* _WORK TASK_: Scan the data for "texture" and copy the lines it appears in.

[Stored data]
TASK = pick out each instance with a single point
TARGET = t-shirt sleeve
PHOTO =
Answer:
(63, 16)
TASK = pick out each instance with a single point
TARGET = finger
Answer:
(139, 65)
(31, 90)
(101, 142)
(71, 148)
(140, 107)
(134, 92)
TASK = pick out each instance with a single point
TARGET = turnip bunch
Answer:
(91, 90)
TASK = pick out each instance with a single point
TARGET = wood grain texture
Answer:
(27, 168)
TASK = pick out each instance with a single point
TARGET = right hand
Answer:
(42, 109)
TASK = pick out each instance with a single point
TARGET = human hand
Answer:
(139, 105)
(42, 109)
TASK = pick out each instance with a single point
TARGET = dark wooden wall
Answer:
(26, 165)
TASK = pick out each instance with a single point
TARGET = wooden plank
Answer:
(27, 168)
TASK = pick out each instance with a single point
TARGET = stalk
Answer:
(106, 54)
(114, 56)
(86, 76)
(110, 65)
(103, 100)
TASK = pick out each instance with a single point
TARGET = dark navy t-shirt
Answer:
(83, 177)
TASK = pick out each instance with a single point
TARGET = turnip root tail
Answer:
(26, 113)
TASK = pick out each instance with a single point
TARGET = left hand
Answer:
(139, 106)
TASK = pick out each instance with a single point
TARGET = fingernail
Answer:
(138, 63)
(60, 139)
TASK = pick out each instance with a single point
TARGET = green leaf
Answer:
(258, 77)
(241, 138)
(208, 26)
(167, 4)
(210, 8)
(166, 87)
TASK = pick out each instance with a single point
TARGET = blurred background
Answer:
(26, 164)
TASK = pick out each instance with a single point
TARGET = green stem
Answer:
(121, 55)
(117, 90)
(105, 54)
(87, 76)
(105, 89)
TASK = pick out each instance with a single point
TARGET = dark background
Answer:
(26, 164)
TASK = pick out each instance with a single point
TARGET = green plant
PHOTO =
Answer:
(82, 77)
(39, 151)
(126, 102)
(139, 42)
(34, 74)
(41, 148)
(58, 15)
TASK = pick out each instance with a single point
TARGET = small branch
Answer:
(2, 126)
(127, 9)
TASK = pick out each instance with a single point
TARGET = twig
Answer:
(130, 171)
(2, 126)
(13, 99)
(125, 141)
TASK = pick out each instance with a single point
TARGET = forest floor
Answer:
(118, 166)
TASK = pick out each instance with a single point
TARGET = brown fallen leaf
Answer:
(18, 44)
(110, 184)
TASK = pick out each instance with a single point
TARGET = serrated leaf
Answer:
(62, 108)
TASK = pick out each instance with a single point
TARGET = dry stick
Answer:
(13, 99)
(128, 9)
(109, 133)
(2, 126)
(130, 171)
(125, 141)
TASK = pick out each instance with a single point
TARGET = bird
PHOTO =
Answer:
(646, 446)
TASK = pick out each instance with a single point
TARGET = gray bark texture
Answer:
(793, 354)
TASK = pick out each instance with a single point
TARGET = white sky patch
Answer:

* _RESPONSE_:
TARGET = wood grain texture
TARGET = gray bark texture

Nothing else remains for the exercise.